WRITTEN REQUEST => Please copy out every one of the items below word for word, with nothing added or left out.

SUPPLIED RECORDS =>
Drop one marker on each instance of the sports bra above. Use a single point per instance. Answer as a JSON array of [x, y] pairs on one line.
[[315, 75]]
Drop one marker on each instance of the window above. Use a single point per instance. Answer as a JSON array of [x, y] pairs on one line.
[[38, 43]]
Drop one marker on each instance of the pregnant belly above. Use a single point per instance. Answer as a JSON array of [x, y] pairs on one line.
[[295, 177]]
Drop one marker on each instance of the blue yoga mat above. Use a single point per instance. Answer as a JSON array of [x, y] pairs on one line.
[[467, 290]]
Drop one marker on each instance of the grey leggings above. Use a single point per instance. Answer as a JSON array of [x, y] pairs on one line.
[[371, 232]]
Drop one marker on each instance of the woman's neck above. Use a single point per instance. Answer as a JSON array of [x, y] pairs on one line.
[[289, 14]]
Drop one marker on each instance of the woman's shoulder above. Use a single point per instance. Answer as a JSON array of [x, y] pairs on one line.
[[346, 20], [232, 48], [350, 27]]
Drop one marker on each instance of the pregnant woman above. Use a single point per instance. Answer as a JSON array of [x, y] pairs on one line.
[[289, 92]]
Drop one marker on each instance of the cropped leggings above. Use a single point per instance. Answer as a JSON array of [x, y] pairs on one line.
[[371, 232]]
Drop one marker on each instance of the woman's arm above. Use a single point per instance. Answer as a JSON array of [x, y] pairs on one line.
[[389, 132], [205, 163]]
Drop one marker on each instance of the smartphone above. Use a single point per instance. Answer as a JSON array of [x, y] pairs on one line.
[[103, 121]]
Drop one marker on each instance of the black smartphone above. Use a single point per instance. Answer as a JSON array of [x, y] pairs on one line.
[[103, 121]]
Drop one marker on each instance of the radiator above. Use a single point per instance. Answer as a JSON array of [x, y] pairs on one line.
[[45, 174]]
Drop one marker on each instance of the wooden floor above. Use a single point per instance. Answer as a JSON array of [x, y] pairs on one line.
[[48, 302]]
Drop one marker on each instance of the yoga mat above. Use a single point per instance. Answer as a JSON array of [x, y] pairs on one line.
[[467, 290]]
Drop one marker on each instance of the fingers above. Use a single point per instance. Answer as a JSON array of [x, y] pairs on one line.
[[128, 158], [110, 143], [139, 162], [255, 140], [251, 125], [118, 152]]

RIGHT ANSWER =>
Drop one marker on each instance of the sports bra above. Use a single point per instance. Answer as a JSON array of [x, y] pairs on one line.
[[315, 75]]
Drop one marker on each instance of the window above. Use a single point per instance. Answer as a JSON array of [x, y] pairs on one line.
[[38, 43]]
Drop one marker on each instance of the pregnant belly above. Use a single point per instance. Answer as a JSON array of [x, y] pairs on one line.
[[295, 177]]
Drop one marker on each instance of the blue yoga mat above. Use a single point per instance. Answer as a JSON array of [x, y] pairs on one line.
[[467, 290]]
Drop one marker on each instance of the grey leggings above. Use a single point per instance. Answer as a JSON array of [x, y] pairs on one line.
[[371, 232]]
Drop one marker on each instance of the woman's neck above. Use a single point per instance. Answer as a JSON array of [x, y] pairs on one line.
[[289, 14]]
Drop one marker on each instance of the woman's shoulder above. Use a single point per instance. Answer as a JSON array of [x, y] pairs on one line.
[[346, 20], [232, 48], [350, 27]]
Drop one marker on each instance of the pregnant woman above. Use a single point per instance. Answer as a JSON array of [x, y] pairs on one line.
[[289, 92]]
Drop one marker on each instance of the cropped leggings above. Use a single point per instance. Answer as a JSON array of [x, y] pairs on one line.
[[371, 232]]
Drop one marker on each instance of the woman's arm above. Use a single point per instance. Answer as a JSON array of [x, y] pairs on one line.
[[389, 132], [205, 163]]
Drop one marker on each instance of the smartphone above. Use a single point per instance. Answer as a JSON array of [x, y] pairs on one line.
[[103, 121]]
Drop one marker on each instance of the black smartphone above. Use a single point per instance. Answer as a JSON array of [x, y] pairs on one line.
[[103, 121]]
Drop one marker on each instance of the radiator above. Use a single point per instance. Answer as a JSON array of [x, y] pairs on one line.
[[45, 174]]
Drop one marker on each instance of the wooden floor above. Use a single point per instance. Answer as a JSON array of [x, y] pairs on one line.
[[48, 302]]
Drop one marker on each instance of the yoga mat above. Use a single point per instance. Answer as a JSON array of [x, y] pairs on one line.
[[467, 290]]
Drop one marker on each instance of the fingers above. Use a single point per instance. Answer as a JSON array of [x, y] pairs on one line.
[[128, 158], [110, 143], [139, 162], [255, 140], [251, 125], [118, 152]]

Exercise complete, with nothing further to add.